:: Exercise aim ::
Everything from the line containing "Each instance receives one keypoint. Mark the treetop" through the last line of the records must be returned verbatim, and nothing outside that range.

:: Records for this exercise ::
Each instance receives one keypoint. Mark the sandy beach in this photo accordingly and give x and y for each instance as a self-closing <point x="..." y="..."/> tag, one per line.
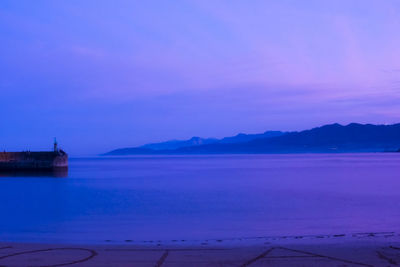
<point x="358" y="249"/>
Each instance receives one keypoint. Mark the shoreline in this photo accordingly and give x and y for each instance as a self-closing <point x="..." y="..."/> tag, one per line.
<point x="360" y="249"/>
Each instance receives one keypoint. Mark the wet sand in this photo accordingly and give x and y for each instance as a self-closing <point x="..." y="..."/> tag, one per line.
<point x="358" y="249"/>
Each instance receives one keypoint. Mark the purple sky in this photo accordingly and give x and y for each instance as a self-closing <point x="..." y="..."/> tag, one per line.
<point x="106" y="74"/>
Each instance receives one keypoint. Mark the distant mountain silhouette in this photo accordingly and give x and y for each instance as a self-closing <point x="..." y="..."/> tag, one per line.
<point x="194" y="141"/>
<point x="333" y="138"/>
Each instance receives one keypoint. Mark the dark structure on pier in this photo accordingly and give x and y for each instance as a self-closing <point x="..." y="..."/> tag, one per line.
<point x="31" y="161"/>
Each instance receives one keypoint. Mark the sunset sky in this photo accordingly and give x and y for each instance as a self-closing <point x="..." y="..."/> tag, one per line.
<point x="99" y="75"/>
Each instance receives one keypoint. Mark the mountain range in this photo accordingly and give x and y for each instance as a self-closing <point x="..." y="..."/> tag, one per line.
<point x="332" y="138"/>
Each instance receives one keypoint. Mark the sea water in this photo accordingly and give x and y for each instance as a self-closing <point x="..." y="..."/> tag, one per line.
<point x="203" y="197"/>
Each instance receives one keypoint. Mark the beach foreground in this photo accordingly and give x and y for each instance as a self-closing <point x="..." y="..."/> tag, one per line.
<point x="361" y="249"/>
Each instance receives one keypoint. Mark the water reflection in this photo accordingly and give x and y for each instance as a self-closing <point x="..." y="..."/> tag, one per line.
<point x="55" y="173"/>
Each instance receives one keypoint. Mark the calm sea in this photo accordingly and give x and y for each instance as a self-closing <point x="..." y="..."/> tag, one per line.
<point x="204" y="197"/>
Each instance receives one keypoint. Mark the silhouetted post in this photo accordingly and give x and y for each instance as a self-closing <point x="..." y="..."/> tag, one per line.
<point x="55" y="145"/>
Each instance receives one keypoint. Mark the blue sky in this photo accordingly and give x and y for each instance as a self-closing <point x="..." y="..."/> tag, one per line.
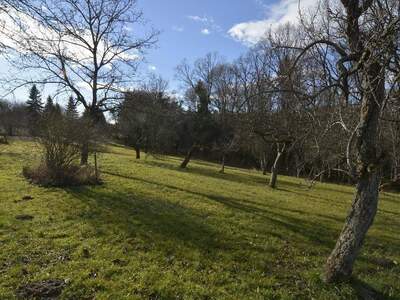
<point x="191" y="28"/>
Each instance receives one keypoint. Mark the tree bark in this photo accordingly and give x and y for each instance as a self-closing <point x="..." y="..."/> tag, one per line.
<point x="222" y="171"/>
<point x="274" y="169"/>
<point x="85" y="154"/>
<point x="188" y="157"/>
<point x="137" y="150"/>
<point x="264" y="164"/>
<point x="339" y="266"/>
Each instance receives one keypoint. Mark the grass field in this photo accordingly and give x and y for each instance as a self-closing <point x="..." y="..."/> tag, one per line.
<point x="153" y="231"/>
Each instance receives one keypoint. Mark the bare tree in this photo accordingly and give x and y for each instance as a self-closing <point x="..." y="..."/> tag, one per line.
<point x="365" y="53"/>
<point x="82" y="46"/>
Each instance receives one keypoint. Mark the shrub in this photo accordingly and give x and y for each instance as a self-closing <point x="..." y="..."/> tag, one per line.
<point x="72" y="176"/>
<point x="60" y="143"/>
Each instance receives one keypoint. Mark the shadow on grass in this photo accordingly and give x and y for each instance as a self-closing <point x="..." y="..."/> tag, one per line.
<point x="365" y="291"/>
<point x="248" y="179"/>
<point x="316" y="232"/>
<point x="151" y="218"/>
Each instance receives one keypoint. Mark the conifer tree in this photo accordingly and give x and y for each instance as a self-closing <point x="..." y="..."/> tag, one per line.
<point x="49" y="107"/>
<point x="35" y="109"/>
<point x="71" y="111"/>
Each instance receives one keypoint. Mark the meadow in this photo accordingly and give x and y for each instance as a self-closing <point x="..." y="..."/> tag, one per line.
<point x="154" y="231"/>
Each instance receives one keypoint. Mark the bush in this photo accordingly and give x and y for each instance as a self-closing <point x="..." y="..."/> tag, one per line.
<point x="60" y="143"/>
<point x="71" y="176"/>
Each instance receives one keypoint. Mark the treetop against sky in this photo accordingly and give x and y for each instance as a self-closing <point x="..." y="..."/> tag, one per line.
<point x="190" y="29"/>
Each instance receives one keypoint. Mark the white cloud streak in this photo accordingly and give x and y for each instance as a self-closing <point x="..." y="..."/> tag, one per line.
<point x="285" y="11"/>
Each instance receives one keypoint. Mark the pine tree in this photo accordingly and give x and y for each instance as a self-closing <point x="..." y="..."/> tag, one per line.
<point x="49" y="107"/>
<point x="71" y="111"/>
<point x="34" y="104"/>
<point x="35" y="109"/>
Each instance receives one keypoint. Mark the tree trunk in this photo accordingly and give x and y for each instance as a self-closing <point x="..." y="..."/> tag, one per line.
<point x="187" y="158"/>
<point x="363" y="210"/>
<point x="264" y="164"/>
<point x="96" y="170"/>
<point x="85" y="154"/>
<point x="274" y="169"/>
<point x="222" y="171"/>
<point x="137" y="149"/>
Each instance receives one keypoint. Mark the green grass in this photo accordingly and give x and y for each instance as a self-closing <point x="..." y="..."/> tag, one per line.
<point x="154" y="231"/>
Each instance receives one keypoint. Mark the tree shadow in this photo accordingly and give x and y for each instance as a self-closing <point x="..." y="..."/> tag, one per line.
<point x="249" y="179"/>
<point x="317" y="233"/>
<point x="365" y="291"/>
<point x="150" y="218"/>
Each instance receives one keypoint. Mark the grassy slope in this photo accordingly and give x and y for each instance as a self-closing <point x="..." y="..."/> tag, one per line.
<point x="153" y="230"/>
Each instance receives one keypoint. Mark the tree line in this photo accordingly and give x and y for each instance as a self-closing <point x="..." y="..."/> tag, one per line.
<point x="317" y="100"/>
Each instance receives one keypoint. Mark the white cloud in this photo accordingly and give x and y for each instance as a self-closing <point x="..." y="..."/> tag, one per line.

:: Solution to this task ::
Each instance receives one keypoint. Mark the treetop against sky in this photo accordingly and give x and y for each instance as a self-closing <point x="..." y="..."/> tag, one per line.
<point x="190" y="29"/>
Each instance receives one keypoint. Mark the white cloud streak in this photo accordingly and give x and y for each instance as a self-closing <point x="..." y="..."/> tag, one per line.
<point x="285" y="11"/>
Each instance receives one keypoint. Mark the pine tree in this photo accordingly and give x and y for each instance as a self-closing <point x="..." y="..."/> tag, one per line.
<point x="49" y="107"/>
<point x="71" y="111"/>
<point x="34" y="104"/>
<point x="35" y="109"/>
Each instance receives one keypoint. Mark the tree trunk in this photo accordingly and give x and y for each instance as a self-closing <point x="..." y="..."/> tag, one per line.
<point x="187" y="158"/>
<point x="363" y="210"/>
<point x="264" y="164"/>
<point x="96" y="170"/>
<point x="85" y="154"/>
<point x="274" y="169"/>
<point x="222" y="171"/>
<point x="137" y="149"/>
Each instance receives one keypoint. Mark the green grass in this photo accordingly and give x and y for each instance as a self-closing <point x="..." y="..."/> tag, one per line.
<point x="154" y="231"/>
Each instance receives one keypoint. Mark the tree shadow in this photo accordingly and give x and y for each instance as a self-closing <point x="..." y="..."/> tag, one per line.
<point x="249" y="179"/>
<point x="317" y="233"/>
<point x="365" y="291"/>
<point x="150" y="218"/>
Each instance receives one keypoint. Mark the grassy slope in this photo accordingly and give x and y for each instance as a self-closing <point x="..." y="..."/> tag, one per line.
<point x="153" y="230"/>
Each instance receives one keypoint. Mark the tree line in this photo accordingly and give x and y for each instance as a self-closing <point x="..." y="..."/> tag, one per line.
<point x="317" y="100"/>
Each instance receives one keypoint. Mark the white cloud in this photo accordingly and give x and y for each instance as a self-closing <point x="..." y="..."/> tag, one per line.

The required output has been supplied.